Can you convert the material below into a JSON list of strings, one string per line and no blank lines, starting at the line that contains "[indicate] one point per instance, sample <point>215,5</point>." and ending at the final line of the material?

┌────────

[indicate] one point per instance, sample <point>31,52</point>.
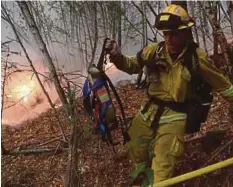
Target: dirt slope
<point>98,165</point>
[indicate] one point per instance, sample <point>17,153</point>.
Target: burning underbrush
<point>98,165</point>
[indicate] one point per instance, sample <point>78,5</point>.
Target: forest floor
<point>98,165</point>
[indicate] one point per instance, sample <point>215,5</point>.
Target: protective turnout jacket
<point>173,83</point>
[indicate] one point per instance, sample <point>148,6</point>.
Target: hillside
<point>99,166</point>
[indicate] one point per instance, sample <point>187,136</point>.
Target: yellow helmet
<point>173,17</point>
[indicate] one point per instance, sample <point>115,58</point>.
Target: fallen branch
<point>34,151</point>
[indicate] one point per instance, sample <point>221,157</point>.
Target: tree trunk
<point>220,37</point>
<point>32,66</point>
<point>34,30</point>
<point>230,11</point>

└────────

Solution to the problem
[
  "[indicate] one point per instance, sample <point>215,5</point>.",
  "Target: protective turnout jacket",
  "<point>173,83</point>",
  "[indicate] one point per instance, sample <point>148,6</point>.",
  "Target: hillside",
  "<point>99,166</point>",
  "[indicate] one point per instance, sample <point>187,136</point>.",
  "Target: yellow helmet",
  "<point>173,17</point>",
  "[indicate] one point per instance, sample <point>115,58</point>.",
  "Target: fallen branch",
  "<point>34,151</point>",
  "[indicate] one point per instance, sample <point>221,157</point>.",
  "Target: tree trunk",
  "<point>220,37</point>",
  "<point>32,66</point>",
  "<point>34,30</point>",
  "<point>230,11</point>"
]